* [Fuente]:
Renacimiento rescata las crónicas que el periodista escribió en París entre 1909 y 1910 para el antiguo diario ‘El Mundo’

‘Monsieur’ Camba y la maestría del retrato

Julio Camba.

En el gremio de los periodistas, especie faunesca donde las haya, existen personajes de toda laya y condición. En general, casi todos somos, en mayor o menor medida, un poco diletantes –aunque todavía existan quienes se pongan estupendos y digan que este oficio es una ciencia– y nos dividimos, grosso modo, al menos en la insigne tradición ibérica, entre los que llegamos a los periódicos buscando un sitio donde escribir (soñando con hacer alta literatura prosaica) y quienes se aposentaron en las gacetillas para medrar en política, buscar relaciones, tejer alianzas, participar en conspiraciones y, como decía Umbral –«algo hay que hacer, coño»–, ser alguien. Salir del anonimato, ese espejismo de todos los comienzos, no equivale sin embargo a alcanzar el éxito. Tampoco lo es ser tenido en cuenta por las filias o las fobias partidarias. 

La idea del triunfo dominante entre los periodistas es una cosa harto difusa y, casi siempre, personalísima. Hay quien desea derribar gobiernos –a veces, con merecimiento– y otros que sienten fascinación por las guerras, los sucesos violentos y las grandes hambrunas. «¡Hay gente pa’tó!», como dijo Lagartijo. Incluso existen periodistas a los que sólo les interesa escribir de fútbol, aunque ejerzan las tareas de la crónica social y la divagación parlamentaria. A nosotros, que llevamos más de treinta años en esto, siempre nos ha parecido que el más alto honor de un escritor de periódicos es tener lectores y ser capaz de resumir la vida en dos o tres cuartillas. Y, haciendo esto, Julio Camba, anarquista y conservador sin contradicción, hombre curioso y singular, personaje de otro tiempo, era uno de los mejores. The one and only.

* [Tareas pendientes]:
(1) Según la fuente, ¿en qué años escribió Camba en París las crónicas que rescata Renacimiento?
(2) Indica si cada afirmación coincide con la fuente y cita las palabras que lo deciden: (a) Las crónicas se escribieron para el diario ‘El Mundo’. (b) Quien escribe la fuente lleva menos de diez años en el periodismo. (c) Salir del anonimato equivale a alcanzar el éxito.
(3) Enumera todo lo que, según la fuente, hacen en las gacetillas quienes se aposentaron en ellas.

* [Filas de datos]:
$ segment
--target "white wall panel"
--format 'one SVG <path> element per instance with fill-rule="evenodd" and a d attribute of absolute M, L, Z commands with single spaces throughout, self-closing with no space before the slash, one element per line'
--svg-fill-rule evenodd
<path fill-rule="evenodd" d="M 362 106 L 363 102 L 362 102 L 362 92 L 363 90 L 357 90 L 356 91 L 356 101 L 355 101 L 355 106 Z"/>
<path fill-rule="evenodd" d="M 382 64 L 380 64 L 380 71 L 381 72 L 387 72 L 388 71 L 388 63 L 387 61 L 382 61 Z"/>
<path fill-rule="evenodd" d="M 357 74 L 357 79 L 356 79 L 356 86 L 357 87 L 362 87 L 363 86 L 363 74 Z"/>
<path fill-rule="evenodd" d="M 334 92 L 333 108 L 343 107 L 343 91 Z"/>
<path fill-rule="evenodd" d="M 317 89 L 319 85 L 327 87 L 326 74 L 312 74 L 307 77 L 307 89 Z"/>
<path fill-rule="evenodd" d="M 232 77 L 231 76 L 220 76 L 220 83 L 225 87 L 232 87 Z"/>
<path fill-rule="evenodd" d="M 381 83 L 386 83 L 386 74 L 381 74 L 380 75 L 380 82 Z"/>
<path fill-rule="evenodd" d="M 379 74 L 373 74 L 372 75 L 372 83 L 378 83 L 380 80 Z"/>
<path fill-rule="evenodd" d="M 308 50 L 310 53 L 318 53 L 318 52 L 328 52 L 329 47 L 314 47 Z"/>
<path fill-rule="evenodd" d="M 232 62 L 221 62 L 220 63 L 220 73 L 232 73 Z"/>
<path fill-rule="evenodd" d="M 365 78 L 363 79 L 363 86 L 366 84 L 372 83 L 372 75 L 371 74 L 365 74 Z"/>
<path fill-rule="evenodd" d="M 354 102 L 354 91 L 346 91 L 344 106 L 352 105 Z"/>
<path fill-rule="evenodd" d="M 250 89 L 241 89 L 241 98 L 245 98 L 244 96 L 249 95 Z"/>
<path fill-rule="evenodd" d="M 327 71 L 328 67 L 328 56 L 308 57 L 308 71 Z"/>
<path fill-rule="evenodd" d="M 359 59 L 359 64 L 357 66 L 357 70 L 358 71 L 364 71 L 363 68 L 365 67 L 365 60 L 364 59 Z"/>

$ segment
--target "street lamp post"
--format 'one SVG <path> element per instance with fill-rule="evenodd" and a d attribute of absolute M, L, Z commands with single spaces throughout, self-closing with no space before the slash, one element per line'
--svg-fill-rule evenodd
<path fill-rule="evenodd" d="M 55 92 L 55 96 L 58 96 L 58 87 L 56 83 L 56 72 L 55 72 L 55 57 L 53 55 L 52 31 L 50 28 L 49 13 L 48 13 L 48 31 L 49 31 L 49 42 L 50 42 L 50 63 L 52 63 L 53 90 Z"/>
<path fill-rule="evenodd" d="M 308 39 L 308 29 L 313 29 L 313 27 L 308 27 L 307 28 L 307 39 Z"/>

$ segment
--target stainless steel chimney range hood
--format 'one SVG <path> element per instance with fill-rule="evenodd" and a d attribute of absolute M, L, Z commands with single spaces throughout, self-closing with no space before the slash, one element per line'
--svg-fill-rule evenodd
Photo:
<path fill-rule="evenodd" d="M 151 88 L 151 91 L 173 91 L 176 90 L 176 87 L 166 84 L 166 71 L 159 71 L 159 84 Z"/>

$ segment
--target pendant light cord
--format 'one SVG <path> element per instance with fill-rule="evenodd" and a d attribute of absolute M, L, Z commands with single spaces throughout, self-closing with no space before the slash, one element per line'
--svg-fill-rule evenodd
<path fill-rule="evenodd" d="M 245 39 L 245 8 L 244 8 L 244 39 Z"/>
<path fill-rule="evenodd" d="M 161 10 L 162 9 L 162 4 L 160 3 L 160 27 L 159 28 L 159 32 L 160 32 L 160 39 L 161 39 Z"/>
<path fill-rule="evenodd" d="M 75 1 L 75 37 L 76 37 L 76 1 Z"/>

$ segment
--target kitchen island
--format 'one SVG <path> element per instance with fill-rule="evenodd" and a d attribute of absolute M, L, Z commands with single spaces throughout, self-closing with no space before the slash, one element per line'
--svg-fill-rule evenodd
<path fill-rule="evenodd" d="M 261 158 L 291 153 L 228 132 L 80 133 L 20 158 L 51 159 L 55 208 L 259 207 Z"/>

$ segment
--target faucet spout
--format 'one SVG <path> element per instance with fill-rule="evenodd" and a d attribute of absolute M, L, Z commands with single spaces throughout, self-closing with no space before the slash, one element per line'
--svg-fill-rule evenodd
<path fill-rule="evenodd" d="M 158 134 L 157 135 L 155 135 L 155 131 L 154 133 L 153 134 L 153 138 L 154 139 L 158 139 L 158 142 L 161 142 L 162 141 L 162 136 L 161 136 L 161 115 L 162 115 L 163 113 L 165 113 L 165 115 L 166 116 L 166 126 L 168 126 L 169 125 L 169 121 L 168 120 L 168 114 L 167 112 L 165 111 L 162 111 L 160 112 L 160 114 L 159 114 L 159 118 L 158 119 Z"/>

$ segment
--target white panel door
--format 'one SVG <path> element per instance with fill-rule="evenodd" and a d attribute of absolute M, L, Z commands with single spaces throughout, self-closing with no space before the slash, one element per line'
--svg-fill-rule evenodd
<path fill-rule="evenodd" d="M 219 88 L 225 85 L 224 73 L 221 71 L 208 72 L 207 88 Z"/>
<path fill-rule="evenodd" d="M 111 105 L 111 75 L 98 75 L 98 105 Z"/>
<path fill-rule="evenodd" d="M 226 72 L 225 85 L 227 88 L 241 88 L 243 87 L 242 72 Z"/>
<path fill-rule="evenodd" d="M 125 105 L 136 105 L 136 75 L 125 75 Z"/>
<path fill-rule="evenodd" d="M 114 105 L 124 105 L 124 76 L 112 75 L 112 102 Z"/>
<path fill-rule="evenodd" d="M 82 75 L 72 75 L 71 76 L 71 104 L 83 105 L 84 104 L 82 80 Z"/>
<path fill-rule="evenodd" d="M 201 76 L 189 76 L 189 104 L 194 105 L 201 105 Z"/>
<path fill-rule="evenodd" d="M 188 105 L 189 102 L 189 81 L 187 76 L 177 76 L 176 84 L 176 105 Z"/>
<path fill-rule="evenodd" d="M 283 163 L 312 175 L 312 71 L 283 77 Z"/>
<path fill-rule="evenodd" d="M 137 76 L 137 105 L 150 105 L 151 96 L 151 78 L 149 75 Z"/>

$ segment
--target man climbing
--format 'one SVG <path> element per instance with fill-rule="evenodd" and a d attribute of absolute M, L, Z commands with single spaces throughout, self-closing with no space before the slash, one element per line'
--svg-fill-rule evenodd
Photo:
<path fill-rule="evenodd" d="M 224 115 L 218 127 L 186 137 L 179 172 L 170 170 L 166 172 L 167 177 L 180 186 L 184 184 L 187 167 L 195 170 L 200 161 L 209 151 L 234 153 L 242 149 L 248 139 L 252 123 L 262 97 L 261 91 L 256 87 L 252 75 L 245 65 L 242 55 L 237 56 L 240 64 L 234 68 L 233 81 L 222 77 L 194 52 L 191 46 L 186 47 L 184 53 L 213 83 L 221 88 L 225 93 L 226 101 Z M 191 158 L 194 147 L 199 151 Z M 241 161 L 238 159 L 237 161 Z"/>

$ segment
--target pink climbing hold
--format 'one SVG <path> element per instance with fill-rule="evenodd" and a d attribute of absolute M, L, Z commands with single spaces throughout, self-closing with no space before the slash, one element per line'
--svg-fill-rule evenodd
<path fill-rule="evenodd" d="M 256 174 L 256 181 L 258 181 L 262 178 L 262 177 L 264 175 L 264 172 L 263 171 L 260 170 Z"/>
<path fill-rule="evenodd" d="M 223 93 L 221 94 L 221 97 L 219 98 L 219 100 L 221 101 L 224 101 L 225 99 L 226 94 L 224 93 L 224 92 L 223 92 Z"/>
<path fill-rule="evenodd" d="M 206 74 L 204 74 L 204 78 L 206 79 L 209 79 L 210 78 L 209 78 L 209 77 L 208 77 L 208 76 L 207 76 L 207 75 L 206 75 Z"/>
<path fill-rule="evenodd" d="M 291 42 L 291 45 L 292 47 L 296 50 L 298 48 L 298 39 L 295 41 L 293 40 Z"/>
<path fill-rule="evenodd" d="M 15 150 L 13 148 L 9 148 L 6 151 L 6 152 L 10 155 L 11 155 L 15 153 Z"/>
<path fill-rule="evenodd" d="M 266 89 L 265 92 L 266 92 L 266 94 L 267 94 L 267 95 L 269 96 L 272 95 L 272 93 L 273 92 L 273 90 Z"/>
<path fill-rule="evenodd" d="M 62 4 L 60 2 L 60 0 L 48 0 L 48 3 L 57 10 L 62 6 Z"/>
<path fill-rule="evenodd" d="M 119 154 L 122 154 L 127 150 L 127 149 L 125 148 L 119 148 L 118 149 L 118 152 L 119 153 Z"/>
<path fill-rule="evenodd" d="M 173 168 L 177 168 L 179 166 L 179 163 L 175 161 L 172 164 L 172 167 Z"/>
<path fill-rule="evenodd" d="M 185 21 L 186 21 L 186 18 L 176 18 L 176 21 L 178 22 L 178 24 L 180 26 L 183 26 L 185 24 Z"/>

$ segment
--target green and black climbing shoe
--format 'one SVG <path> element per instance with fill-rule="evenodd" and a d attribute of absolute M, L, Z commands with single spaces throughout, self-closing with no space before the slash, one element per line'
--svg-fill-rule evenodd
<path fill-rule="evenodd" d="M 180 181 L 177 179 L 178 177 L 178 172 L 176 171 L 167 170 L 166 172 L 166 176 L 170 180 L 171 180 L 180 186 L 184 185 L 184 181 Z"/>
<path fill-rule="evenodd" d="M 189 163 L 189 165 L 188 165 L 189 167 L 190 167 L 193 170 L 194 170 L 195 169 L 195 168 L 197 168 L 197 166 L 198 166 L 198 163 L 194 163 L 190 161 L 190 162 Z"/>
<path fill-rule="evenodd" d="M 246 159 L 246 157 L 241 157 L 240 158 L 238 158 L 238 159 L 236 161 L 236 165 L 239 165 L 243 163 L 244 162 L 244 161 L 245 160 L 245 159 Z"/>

* [Soluciones]:
(1) Entre 1909 y 1910.

(2)
(a) Sí: «para el antiguo diario ‘El Mundo’».
(b) No: «llevamos más de treinta años en esto».
(c) No: «Salir del anonimato, ese espejismo de todos los comienzos, no equivale sin embargo a alcanzar el éxito».

(3)
- Medrar en política
- Buscar relaciones
- Tejer alianzas
- Participar en conspiraciones
- Ser alguien